__Short exercise__. Report each line in the data below that contains the word "circular". Case matters, so a line counts only if its letters match in uppercase and lowercase.

__Given data__.

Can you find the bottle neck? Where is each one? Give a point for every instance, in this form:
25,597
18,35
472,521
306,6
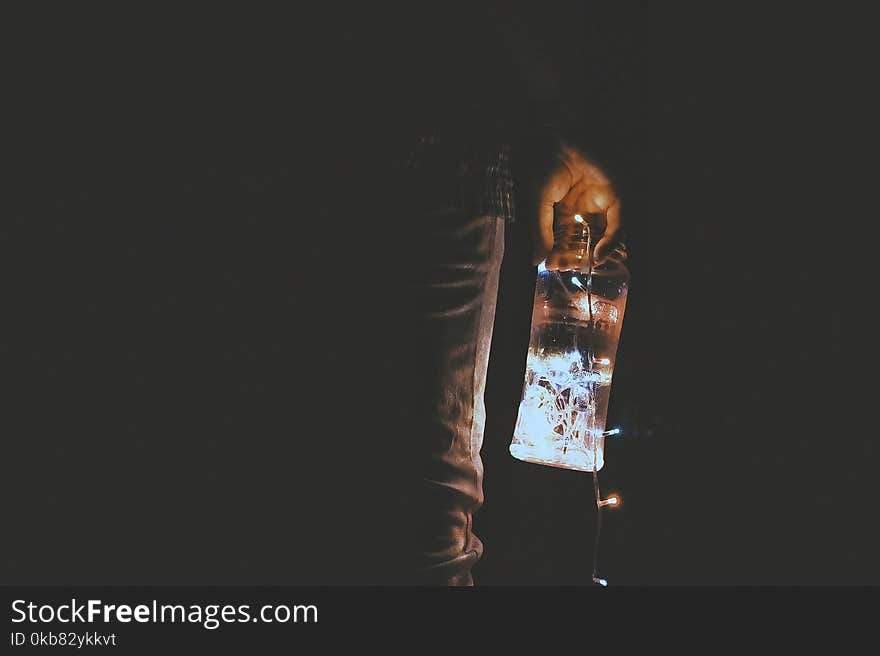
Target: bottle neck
575,237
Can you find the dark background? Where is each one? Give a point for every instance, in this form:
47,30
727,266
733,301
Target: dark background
165,249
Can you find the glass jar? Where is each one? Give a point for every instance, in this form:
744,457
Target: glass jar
576,321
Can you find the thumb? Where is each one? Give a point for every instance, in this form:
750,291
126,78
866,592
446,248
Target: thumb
613,234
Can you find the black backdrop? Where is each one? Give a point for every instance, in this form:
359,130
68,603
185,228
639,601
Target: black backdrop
161,258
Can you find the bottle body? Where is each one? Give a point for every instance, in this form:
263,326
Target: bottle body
576,321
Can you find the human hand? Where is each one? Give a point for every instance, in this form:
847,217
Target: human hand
573,184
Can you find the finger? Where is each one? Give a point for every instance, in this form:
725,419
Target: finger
558,184
613,234
588,198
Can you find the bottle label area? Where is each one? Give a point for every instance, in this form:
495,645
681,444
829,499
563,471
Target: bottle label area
563,410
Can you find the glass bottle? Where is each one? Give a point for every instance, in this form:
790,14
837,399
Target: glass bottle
576,321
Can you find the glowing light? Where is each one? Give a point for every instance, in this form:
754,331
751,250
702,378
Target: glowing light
602,310
557,422
610,501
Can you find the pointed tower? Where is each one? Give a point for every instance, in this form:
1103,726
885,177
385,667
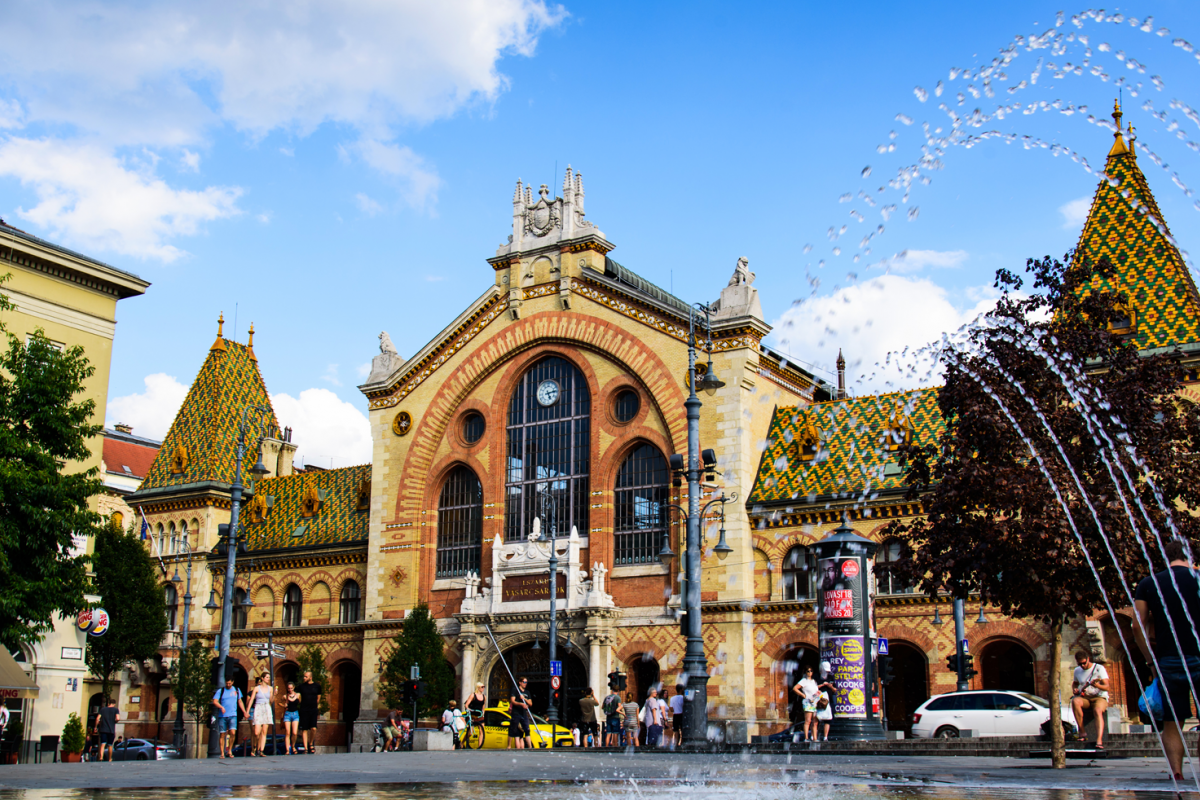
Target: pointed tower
1126,226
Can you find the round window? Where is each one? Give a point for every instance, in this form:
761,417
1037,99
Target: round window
473,427
627,405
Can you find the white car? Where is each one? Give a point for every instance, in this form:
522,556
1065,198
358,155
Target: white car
984,713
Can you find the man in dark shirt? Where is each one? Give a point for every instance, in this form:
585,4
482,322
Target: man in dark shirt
1179,662
310,709
106,727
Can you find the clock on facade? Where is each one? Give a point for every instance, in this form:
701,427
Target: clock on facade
547,392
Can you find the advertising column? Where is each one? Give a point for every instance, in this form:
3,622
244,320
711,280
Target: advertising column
845,629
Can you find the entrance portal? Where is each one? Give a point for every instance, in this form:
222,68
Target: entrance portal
525,661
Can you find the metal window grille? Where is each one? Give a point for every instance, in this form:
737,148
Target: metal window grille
799,573
292,605
549,453
349,608
460,523
641,505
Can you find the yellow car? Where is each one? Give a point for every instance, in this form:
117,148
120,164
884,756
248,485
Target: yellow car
493,734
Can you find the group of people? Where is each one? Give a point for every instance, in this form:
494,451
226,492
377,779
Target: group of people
301,705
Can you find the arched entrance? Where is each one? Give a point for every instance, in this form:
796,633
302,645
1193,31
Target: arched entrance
1007,665
525,661
909,689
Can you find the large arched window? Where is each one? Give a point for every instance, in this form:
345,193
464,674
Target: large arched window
349,605
798,575
547,451
641,504
460,523
292,605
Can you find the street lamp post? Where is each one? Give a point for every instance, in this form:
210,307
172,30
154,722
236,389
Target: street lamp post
258,469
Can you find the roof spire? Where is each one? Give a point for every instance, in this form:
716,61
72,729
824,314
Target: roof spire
220,343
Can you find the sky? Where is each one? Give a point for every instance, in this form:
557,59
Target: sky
329,170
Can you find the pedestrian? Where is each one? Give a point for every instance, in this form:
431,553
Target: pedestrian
292,717
805,690
310,709
1163,615
611,709
1090,691
588,704
519,717
227,702
631,723
677,716
106,728
653,717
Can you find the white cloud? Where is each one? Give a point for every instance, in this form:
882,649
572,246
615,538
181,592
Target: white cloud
151,411
911,260
887,314
327,429
1074,214
366,205
90,198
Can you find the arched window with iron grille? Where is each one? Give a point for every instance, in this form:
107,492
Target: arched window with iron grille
641,505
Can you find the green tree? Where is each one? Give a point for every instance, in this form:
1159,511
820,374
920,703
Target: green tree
313,660
43,507
993,522
191,683
126,578
418,644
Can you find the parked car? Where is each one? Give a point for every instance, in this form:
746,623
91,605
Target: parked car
144,750
983,711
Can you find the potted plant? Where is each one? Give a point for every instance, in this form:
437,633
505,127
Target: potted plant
73,739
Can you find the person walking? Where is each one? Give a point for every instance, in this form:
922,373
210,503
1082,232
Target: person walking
1162,608
106,727
310,709
631,723
292,717
588,704
1090,691
228,702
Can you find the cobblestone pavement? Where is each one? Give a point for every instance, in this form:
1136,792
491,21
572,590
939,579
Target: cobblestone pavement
1013,776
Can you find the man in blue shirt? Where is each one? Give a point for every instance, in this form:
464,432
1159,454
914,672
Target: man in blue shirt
227,702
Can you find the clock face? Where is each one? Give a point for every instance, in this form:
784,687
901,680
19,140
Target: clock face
547,392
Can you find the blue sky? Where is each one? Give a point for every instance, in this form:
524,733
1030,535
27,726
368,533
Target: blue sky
330,170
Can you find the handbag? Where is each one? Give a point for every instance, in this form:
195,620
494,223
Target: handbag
1151,701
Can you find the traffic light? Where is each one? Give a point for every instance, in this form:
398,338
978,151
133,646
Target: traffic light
883,665
969,669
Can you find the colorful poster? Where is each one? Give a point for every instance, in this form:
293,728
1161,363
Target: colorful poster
847,665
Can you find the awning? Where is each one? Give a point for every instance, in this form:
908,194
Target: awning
13,680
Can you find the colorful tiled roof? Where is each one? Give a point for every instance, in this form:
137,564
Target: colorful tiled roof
304,509
850,445
1126,226
202,441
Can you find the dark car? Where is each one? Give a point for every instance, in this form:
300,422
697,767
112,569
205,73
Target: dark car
144,750
276,744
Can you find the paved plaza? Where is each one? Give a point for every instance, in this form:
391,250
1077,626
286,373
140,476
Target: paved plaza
1132,774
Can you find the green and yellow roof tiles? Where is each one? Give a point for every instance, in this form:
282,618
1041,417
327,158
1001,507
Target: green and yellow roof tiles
1126,226
306,509
850,445
202,441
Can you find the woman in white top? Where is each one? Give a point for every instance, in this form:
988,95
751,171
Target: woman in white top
807,692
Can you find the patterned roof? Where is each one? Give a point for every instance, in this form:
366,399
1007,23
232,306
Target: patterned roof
202,441
851,441
1149,268
337,511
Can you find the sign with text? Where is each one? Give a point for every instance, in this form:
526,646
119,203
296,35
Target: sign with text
519,588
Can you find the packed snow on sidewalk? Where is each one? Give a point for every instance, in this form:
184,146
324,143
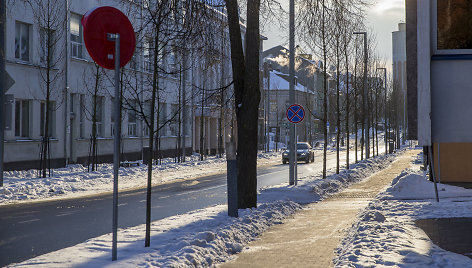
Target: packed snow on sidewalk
207,236
75,181
386,235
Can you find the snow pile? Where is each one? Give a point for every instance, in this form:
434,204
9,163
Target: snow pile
75,181
205,237
200,238
386,234
401,188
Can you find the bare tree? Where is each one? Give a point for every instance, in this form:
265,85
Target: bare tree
50,17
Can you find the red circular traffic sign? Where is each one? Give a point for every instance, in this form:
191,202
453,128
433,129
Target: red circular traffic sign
99,22
295,113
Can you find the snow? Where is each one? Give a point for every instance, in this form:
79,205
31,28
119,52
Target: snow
386,235
74,180
208,236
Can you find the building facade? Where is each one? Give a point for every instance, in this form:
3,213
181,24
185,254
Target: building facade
399,68
80,95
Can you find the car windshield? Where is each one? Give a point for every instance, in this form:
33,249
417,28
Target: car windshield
302,146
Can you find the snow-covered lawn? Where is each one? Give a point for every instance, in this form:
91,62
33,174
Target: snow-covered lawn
75,181
386,235
205,237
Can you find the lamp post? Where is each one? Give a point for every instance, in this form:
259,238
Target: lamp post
364,99
293,142
385,81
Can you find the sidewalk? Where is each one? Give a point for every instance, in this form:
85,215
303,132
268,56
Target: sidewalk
309,238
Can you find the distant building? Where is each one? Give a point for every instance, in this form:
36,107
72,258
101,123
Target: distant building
308,92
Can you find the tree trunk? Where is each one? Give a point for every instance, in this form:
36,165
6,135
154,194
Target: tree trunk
247,98
325,90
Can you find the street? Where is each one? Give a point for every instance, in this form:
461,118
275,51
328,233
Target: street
29,230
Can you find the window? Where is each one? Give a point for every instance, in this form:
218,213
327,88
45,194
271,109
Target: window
273,106
99,116
46,38
452,27
22,118
51,121
132,122
76,44
22,41
162,117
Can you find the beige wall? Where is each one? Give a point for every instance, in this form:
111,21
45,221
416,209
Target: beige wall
455,159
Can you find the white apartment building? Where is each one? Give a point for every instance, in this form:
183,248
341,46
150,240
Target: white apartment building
399,66
73,84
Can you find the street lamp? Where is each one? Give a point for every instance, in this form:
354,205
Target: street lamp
364,99
385,81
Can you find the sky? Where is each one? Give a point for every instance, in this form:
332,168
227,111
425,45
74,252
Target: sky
382,17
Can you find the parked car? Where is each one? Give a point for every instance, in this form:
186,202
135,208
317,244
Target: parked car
304,153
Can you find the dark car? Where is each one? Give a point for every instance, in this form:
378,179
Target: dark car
304,153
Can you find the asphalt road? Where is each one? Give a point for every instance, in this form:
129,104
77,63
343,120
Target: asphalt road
29,230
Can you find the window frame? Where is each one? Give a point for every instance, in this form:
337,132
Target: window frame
434,37
132,119
43,45
52,118
20,117
28,29
76,44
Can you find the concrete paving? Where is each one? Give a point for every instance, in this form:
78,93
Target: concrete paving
309,238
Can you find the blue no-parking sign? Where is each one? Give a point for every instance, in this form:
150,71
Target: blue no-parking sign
295,113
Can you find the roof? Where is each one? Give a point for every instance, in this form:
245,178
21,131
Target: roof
279,81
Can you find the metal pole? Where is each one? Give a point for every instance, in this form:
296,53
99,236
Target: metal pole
293,146
117,134
439,163
385,119
364,99
2,85
366,107
431,162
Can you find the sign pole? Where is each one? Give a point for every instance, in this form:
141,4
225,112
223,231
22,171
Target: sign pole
117,134
2,84
295,114
292,146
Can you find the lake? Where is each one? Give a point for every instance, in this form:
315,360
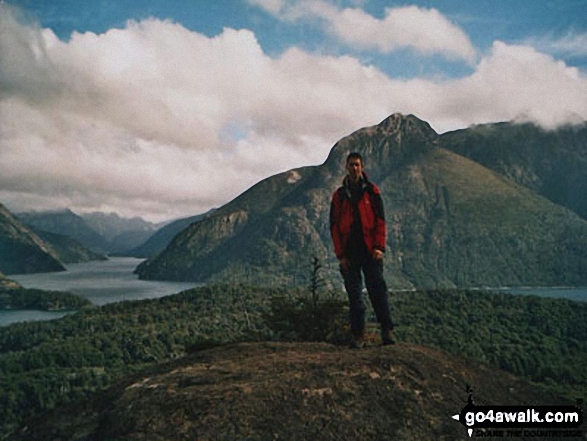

__Answer to this task__.
Can you find the red circular traffic sign? Where is each one? Give a point for every instance, in this form:
Target: red circular traffic sign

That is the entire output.